### What the task requires
Answer these from the election case excerpt:
1. Whom did Betty Grimes say she called to ask what she should do?
2. What total did the two mid-March deposits in John Grimes' bank book amount to?
3. Which defendant did the jury find had not joined the conspiracy?

[BEGIN Text extract]

As part of his investigation of the election outcome, Douglas Grimes went looking for John Grimes to talk to him about the results, and one of John Grimes' sisters, Betty Grimes, according to her testimony, called Bob Lacy to find out what she should do. When she looked in the phone book (apparently referring to a personal book of phone numbers rather than a telephone directory), Bob Lacy's name "just fell out," and she called him. He denied that she had called him but the jury was entitled to disbelieve his denial, especially since Betty Grimes was a friendly witness to her brother and the other defendants. Also after the election, a journalist tried to interview John Grimes (the "mystery Grimes" as he was then called, because he had done so well in the election yet no one had heard of him) in a parking lot. The journalist testified that when he insinuated laughingly that Grimes had been put up to run for City Clerk in order to help Graddick's campaign against Douglas Grimes, Brown, after a moment's hesitation, joined in the laughter. Finally, John Grimes' bank book, which was put into evidence, showed two deposits totaling $700 in mid-March, which was six weeks before he began receiving social security disability benefits. He was unable to account convincingly for these receipts. In fact, he denied having received this money, despite what the bank book (which he acknowledged was his) showed.

Although there was no direct evidence that Graddick's campaign directors, Smith and Lacy, put up Grimes to run for City Clerk, the circumstantial evidence reviewed above provided an adequate basis for the jury to infer that they did so--both of them; for the jury was entitled to find that Smith and Lacy, in view of their acquaintance with Grimes, must have discussed the matter with each other. The jury was also justified in finding that Graddick had not joined the conspiracy. Although Smith and Lacy testified that they discussed all strategy matters with Graddick, the jury was not required to believe that, or indeed any, part of their testimony. Graddick testified in his own behalf and the jury may have believed that he did not know about the scheme, and was not the kind of man to engage in such tricks. Whether the jury was right or wrong, there was no inconsistency in its exonerating Graddick but finding that the other four defendants were participants in the conspiracy.

[END Text extract]
[BEGIN Record list]

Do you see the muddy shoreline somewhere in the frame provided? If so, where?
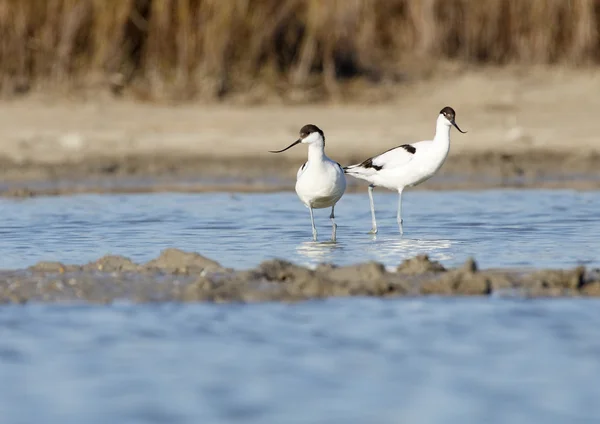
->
[0,249,600,304]
[0,150,600,197]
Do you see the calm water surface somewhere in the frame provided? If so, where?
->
[0,298,600,424]
[0,191,600,424]
[0,190,600,268]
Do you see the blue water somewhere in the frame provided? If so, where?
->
[0,299,600,424]
[0,190,600,269]
[0,191,600,424]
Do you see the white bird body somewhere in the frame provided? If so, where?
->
[296,145,346,209]
[272,124,346,241]
[344,107,463,234]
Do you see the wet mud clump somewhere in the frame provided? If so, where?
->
[0,249,600,303]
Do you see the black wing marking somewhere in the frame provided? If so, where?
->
[358,158,383,171]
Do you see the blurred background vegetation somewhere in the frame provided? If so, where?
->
[0,0,600,100]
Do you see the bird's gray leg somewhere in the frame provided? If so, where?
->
[329,205,337,241]
[308,206,317,241]
[369,185,377,234]
[396,187,404,235]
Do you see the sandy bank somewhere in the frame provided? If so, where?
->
[0,69,600,194]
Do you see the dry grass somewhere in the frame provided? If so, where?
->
[0,0,600,99]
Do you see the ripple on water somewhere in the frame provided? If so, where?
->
[0,190,600,269]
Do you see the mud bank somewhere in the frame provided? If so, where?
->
[0,249,600,304]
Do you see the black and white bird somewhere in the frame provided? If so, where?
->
[344,106,466,234]
[270,124,346,241]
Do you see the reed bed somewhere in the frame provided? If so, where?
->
[0,0,600,99]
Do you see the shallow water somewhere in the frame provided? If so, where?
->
[0,298,600,424]
[0,190,600,269]
[0,191,600,424]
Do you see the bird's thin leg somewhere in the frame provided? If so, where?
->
[369,185,377,234]
[396,187,404,235]
[308,206,317,241]
[329,205,337,241]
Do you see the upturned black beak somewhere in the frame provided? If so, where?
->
[269,138,302,153]
[450,119,468,133]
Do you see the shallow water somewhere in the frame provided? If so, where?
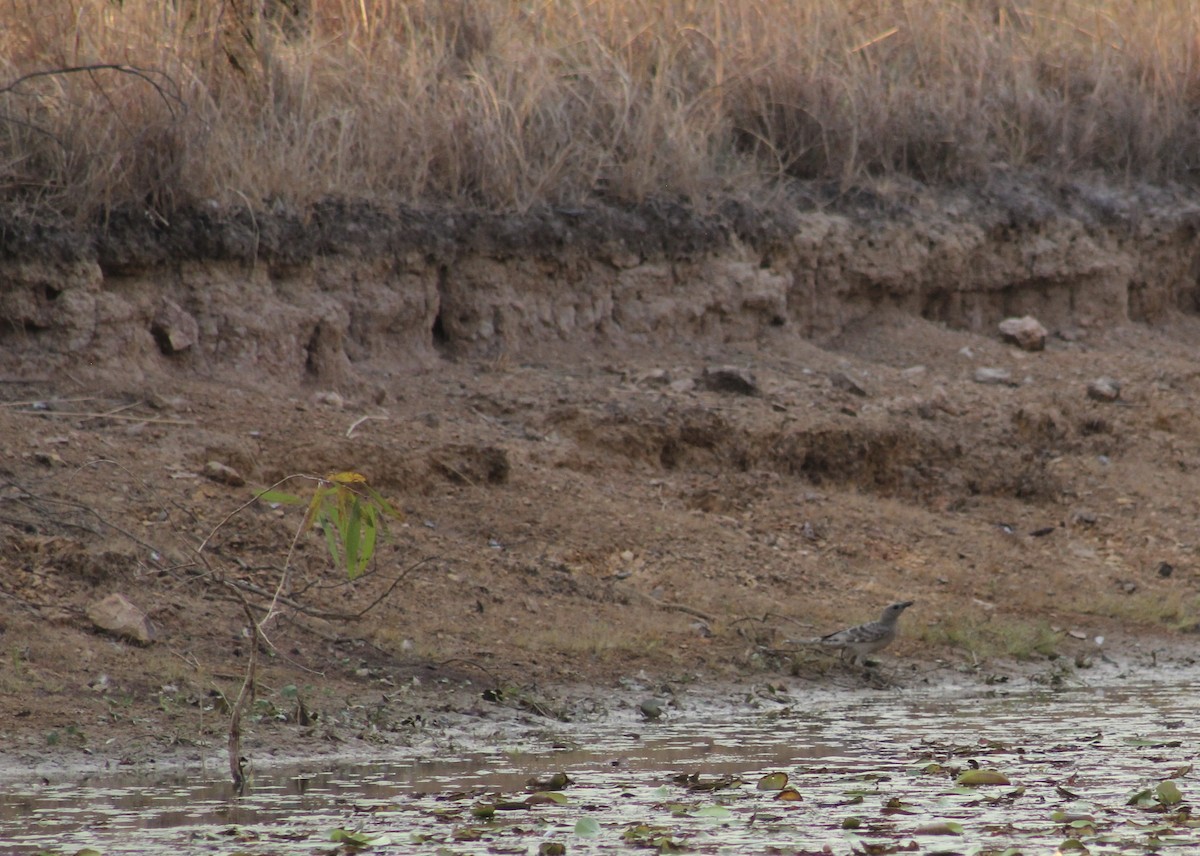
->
[0,681,1200,854]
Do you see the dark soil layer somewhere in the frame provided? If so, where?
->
[0,176,1200,773]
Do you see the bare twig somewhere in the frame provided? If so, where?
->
[13,408,196,425]
[227,587,265,794]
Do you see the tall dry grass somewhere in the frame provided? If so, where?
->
[0,0,1200,217]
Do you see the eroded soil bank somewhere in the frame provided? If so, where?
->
[0,179,1200,762]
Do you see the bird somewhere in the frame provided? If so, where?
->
[805,600,913,664]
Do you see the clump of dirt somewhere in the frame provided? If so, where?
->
[0,184,1200,761]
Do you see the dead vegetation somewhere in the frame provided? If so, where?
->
[0,0,1200,222]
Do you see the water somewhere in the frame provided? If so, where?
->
[0,681,1200,855]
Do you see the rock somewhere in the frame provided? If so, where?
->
[700,366,758,395]
[974,367,1013,387]
[312,389,346,411]
[204,461,246,487]
[150,298,200,357]
[829,371,866,397]
[1087,377,1121,401]
[637,699,664,722]
[88,593,155,645]
[1000,315,1046,351]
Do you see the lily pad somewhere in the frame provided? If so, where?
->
[955,768,1013,788]
[757,773,787,791]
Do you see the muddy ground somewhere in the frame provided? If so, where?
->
[0,190,1200,777]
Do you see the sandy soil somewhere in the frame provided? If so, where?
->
[0,291,1200,764]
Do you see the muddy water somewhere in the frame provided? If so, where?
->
[0,676,1200,854]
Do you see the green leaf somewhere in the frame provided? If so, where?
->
[1154,779,1183,806]
[329,827,374,848]
[526,791,570,806]
[913,820,962,836]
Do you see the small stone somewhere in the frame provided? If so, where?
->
[312,389,346,411]
[1070,508,1099,526]
[637,699,662,722]
[150,298,200,357]
[88,593,155,645]
[204,461,246,487]
[1087,377,1121,401]
[1000,315,1046,351]
[829,371,866,397]
[700,366,758,395]
[974,367,1013,387]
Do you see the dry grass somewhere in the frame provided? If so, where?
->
[0,0,1200,217]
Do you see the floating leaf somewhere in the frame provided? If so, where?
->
[1050,810,1096,824]
[1154,779,1183,806]
[526,791,569,806]
[913,820,962,836]
[955,768,1013,788]
[883,796,920,814]
[757,773,787,791]
[1126,788,1157,808]
[526,772,575,791]
[329,827,374,848]
[492,800,529,812]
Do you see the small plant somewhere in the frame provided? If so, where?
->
[256,472,403,580]
[208,472,401,792]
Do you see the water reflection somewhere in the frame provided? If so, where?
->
[0,683,1198,854]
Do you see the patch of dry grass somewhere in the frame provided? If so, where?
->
[0,0,1200,217]
[920,613,1062,660]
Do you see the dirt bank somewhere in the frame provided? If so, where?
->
[0,180,1200,773]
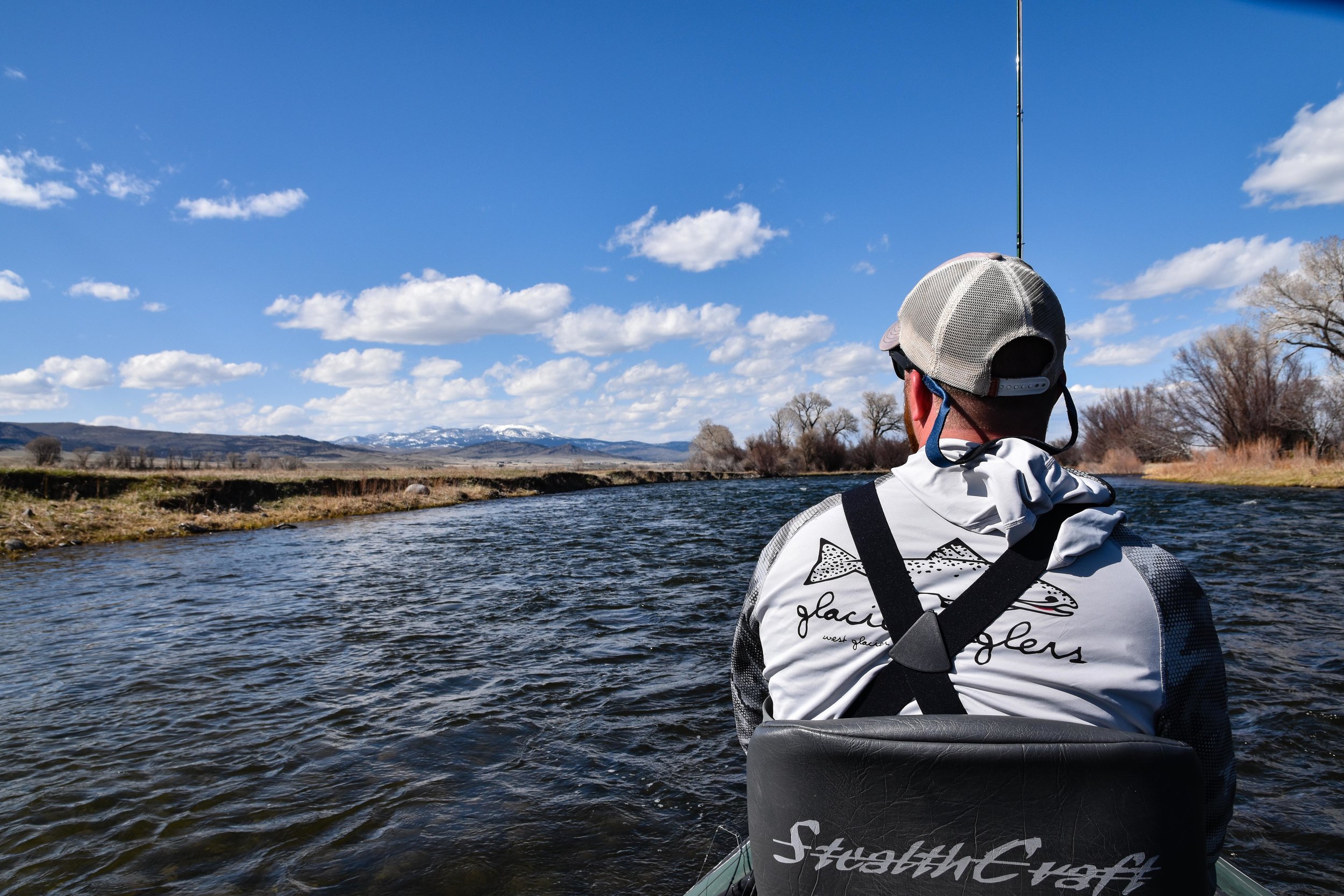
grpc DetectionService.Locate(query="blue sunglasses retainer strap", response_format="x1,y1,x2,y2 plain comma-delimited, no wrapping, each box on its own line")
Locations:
921,371,1078,469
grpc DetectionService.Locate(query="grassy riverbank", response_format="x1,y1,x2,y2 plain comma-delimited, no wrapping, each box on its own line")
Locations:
0,469,744,559
1082,442,1344,489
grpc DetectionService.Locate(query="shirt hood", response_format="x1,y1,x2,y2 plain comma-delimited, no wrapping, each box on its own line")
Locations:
892,439,1125,570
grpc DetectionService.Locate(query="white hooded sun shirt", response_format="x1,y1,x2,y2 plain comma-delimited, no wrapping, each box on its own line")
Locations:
733,439,1235,858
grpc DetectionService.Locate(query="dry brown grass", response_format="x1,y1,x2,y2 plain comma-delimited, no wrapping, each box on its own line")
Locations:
0,469,741,557
1144,441,1344,489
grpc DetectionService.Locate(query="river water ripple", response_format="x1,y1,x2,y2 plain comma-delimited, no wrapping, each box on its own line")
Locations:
0,478,1344,896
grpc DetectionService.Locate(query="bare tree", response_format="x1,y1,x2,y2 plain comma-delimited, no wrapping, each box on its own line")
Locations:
785,392,831,435
765,407,798,445
742,433,789,476
859,392,900,441
1164,324,1320,449
1081,385,1188,465
1241,236,1344,363
817,407,859,441
691,419,742,470
24,435,61,466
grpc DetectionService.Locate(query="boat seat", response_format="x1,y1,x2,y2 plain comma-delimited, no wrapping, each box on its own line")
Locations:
747,715,1212,896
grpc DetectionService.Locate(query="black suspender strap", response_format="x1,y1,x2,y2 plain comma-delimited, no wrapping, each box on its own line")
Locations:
841,482,1094,716
840,482,967,716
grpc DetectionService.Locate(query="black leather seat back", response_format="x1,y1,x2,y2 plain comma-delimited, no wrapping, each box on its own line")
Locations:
747,716,1209,896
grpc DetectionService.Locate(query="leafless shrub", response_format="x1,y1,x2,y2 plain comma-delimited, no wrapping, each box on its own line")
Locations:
1164,324,1320,449
1081,385,1188,463
782,392,831,435
24,435,61,466
1239,236,1344,361
109,445,136,470
690,419,744,470
859,392,900,439
744,433,789,476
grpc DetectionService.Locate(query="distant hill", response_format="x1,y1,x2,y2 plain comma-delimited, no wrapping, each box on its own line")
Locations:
0,422,375,460
444,439,623,461
336,423,691,463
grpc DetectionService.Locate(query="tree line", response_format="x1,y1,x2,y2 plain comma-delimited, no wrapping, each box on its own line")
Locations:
691,236,1344,476
690,391,910,476
24,435,304,470
1080,236,1344,462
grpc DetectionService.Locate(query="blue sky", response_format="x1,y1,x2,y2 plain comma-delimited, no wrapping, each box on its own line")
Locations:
0,0,1344,441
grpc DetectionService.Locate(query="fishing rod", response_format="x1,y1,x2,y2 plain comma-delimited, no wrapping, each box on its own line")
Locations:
1018,0,1021,258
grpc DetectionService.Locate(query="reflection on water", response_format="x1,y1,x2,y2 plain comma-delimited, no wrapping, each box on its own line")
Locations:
0,478,1344,895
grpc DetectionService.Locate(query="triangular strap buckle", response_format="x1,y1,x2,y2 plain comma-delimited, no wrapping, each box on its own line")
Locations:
890,610,952,672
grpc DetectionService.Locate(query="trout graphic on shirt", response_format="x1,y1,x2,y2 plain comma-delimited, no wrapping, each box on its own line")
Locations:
803,539,1078,617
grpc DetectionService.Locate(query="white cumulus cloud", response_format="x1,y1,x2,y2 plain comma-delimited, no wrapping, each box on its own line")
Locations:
0,355,112,411
804,342,891,379
0,367,66,411
120,349,266,390
0,149,75,208
1069,304,1134,342
1078,329,1199,367
141,392,252,433
38,355,112,388
266,269,570,345
177,189,308,220
1242,94,1344,208
485,357,597,398
411,357,462,380
238,404,311,435
546,302,741,355
0,270,31,302
747,312,835,350
66,279,140,302
300,348,403,387
75,162,159,205
607,203,789,271
1101,235,1301,299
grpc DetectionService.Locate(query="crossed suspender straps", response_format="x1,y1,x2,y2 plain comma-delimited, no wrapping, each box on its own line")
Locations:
840,482,1096,716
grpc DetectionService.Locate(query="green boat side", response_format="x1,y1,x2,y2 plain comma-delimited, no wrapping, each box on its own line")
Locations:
685,841,1274,896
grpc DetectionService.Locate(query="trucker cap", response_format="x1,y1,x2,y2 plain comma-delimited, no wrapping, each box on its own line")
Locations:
879,253,1067,396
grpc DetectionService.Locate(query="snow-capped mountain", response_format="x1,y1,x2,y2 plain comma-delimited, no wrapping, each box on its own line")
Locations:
336,423,691,461
336,423,571,451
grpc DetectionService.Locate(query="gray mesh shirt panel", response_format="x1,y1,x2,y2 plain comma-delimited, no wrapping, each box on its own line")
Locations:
1112,524,1236,881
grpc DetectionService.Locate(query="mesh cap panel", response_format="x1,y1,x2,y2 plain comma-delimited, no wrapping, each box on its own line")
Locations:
899,255,1066,395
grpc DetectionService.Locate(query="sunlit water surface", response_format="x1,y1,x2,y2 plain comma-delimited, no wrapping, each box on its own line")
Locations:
0,478,1344,896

[END Record list]

### Output
1. Bob Lacy
2. $700
3. Graddick